The request » Gather every line in the items below that contains the word "quail", and copy each one unchanged.

* start *

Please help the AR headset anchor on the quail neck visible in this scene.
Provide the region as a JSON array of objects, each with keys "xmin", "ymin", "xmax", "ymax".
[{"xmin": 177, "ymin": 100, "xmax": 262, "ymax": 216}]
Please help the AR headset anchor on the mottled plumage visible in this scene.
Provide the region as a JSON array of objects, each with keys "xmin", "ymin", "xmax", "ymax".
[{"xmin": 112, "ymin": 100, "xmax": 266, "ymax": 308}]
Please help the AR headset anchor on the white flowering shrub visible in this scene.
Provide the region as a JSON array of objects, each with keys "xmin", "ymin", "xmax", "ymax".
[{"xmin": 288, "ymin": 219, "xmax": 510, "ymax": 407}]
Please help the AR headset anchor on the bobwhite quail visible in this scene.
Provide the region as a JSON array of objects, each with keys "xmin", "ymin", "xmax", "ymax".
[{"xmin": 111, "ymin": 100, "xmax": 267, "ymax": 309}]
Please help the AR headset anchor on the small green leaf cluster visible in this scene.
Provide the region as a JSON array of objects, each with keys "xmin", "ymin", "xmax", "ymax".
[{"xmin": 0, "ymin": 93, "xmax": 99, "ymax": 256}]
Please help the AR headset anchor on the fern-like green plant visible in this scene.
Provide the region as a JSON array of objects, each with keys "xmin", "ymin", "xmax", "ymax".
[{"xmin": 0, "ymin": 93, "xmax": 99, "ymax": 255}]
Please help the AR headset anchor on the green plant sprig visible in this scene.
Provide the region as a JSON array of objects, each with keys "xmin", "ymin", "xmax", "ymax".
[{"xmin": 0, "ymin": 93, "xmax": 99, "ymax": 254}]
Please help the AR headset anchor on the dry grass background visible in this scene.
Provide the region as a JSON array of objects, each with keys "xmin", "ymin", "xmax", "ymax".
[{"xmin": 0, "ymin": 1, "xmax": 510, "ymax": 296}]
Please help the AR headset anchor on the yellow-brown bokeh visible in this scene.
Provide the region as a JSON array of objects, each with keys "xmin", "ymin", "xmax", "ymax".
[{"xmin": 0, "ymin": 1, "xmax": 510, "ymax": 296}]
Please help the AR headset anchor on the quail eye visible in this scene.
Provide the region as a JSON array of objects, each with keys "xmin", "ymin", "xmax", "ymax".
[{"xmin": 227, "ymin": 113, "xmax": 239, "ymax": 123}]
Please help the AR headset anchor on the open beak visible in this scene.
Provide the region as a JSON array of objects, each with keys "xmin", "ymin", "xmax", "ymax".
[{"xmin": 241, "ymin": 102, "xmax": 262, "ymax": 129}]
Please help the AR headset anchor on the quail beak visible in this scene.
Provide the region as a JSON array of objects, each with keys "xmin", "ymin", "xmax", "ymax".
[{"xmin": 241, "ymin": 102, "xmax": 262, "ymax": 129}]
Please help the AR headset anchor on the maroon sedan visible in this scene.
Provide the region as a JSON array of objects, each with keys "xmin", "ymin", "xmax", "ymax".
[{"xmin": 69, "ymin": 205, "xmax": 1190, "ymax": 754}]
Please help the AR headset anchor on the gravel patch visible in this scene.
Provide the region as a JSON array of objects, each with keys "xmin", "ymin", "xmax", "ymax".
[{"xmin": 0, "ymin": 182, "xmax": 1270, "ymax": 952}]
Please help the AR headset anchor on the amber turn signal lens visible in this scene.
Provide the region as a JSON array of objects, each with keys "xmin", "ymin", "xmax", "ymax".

* end *

Reply to the task »
Please help the AR headset anchor on the quail neck visible in this scene.
Please help the AR headset anchor on the bobwhite quail visible in this scene.
Please help the AR headset anchor on the quail eye visible in this scene.
Please help the AR headset anchor on the quail beak visible in this scene.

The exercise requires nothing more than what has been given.